Where the line containing "the log bench" appears in the entries below, begin there and output every line through the last, exactly, minus the pictures.

====== Records supplied

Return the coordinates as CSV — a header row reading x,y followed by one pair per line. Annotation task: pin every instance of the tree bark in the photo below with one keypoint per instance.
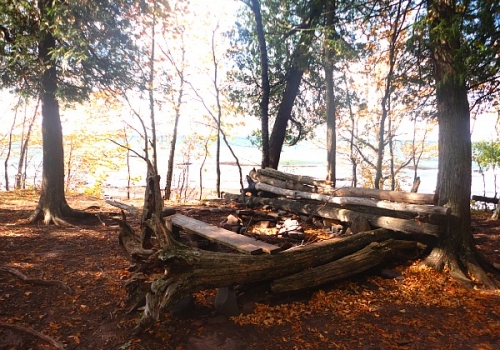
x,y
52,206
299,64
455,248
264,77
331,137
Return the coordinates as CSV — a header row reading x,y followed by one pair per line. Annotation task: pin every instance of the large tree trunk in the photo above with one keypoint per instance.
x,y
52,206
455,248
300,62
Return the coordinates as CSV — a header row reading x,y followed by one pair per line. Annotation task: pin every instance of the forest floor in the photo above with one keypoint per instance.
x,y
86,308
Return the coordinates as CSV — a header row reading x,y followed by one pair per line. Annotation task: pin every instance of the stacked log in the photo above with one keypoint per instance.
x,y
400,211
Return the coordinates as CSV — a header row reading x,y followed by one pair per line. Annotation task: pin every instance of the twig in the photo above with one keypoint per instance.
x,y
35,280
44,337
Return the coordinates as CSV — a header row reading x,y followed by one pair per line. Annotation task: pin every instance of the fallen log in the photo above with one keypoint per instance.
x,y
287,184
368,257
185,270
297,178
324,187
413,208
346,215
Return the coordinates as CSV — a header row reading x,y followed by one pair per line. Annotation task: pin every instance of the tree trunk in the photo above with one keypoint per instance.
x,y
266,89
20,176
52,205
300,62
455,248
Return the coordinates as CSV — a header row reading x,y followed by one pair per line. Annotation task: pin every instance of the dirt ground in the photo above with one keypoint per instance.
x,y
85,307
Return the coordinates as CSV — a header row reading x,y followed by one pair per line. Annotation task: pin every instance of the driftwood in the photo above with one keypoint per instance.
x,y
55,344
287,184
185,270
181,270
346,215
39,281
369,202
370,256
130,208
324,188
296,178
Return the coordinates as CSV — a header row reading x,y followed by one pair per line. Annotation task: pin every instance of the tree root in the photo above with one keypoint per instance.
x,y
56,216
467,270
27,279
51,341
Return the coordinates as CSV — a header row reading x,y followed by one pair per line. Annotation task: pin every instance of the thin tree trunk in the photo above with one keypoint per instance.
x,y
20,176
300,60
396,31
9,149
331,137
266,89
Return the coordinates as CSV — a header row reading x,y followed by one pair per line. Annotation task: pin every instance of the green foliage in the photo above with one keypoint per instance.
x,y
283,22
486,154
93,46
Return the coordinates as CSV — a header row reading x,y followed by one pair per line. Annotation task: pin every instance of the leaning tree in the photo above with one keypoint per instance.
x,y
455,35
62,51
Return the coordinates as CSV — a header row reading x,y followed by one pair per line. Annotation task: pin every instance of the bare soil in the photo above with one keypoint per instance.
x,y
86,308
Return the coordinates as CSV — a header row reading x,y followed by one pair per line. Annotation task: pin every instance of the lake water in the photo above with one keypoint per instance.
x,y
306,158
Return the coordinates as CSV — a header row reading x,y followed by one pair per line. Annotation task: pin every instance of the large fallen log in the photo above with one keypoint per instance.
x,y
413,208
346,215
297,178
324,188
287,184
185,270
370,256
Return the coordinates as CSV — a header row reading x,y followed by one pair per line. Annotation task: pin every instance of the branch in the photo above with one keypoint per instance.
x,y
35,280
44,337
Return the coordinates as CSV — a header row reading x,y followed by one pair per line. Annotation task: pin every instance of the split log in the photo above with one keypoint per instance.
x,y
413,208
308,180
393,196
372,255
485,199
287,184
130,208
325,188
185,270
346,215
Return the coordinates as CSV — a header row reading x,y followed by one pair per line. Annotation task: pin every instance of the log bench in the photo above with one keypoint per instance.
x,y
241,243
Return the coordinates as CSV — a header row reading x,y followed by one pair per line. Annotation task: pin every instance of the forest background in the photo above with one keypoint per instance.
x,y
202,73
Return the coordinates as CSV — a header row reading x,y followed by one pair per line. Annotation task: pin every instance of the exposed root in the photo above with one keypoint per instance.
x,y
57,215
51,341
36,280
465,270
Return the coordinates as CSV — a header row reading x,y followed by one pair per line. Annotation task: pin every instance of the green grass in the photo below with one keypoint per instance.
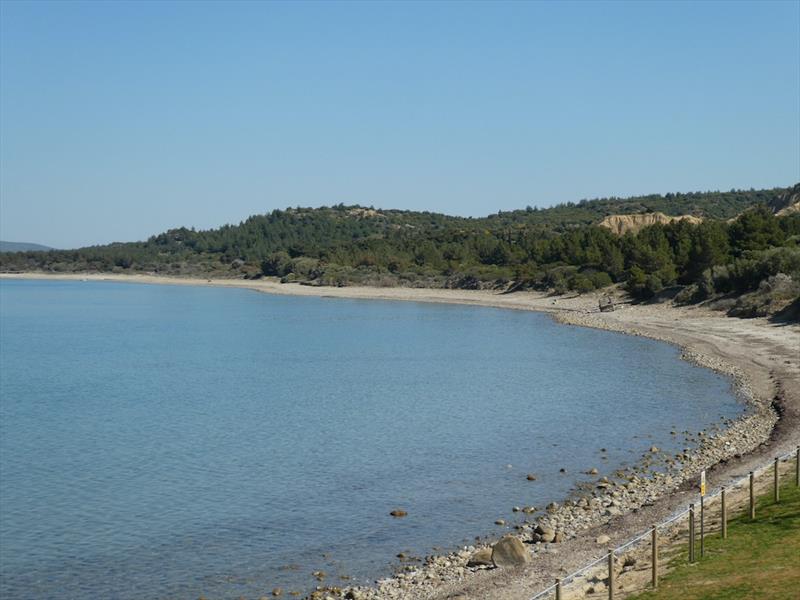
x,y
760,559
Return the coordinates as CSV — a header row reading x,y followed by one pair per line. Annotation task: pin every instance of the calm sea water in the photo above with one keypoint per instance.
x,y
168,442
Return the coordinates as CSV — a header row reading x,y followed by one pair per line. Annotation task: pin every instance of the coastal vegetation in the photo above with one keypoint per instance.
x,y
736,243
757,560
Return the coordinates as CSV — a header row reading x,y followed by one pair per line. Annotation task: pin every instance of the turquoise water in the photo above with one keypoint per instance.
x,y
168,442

============

_Solution below_.
Return the coordinates as CSV — a header row reading x,y followed by one pair per line. Annotation task: pin every instance of the log bench in the photo above with one keypoint per instance.
x,y
241,243
Return the coordinates as CSV — a header row reading x,y followed by one pair per line. Annotation task: pin every instance of the forest background in the photo above with one keypoint per instance.
x,y
202,73
Return the coordinates as CSV — a header row reading x,y followed by one pair per line. Annotation task: pin every instance of the exposed root in the photo above with one keypoint per instance.
x,y
57,215
51,341
36,280
465,270
Return the coordinates as CSV — a header row reading x,y followed by one pair per line. Annotation task: pin every instance of the green grass in the photo below with one keypoint per instance.
x,y
760,559
Return the coordinates as CSV — a header row reading x,y followed by one pair per line. Annotation task: pin every instance of the calm sea water in the photo above with one keypoint per instance.
x,y
168,442
Return the coordinates as CSV — a header row reading x,y followed by one pair per line. Annotation task: pin every instance of the coastal vegetation in the photo above with one keypoint per instance.
x,y
736,243
757,560
Return the coordinates as CSV — a header row reading x,y followed by one pair per line. Annotation task: pin every instance of the turquoise water in the photo above with one keypoint per instance.
x,y
168,442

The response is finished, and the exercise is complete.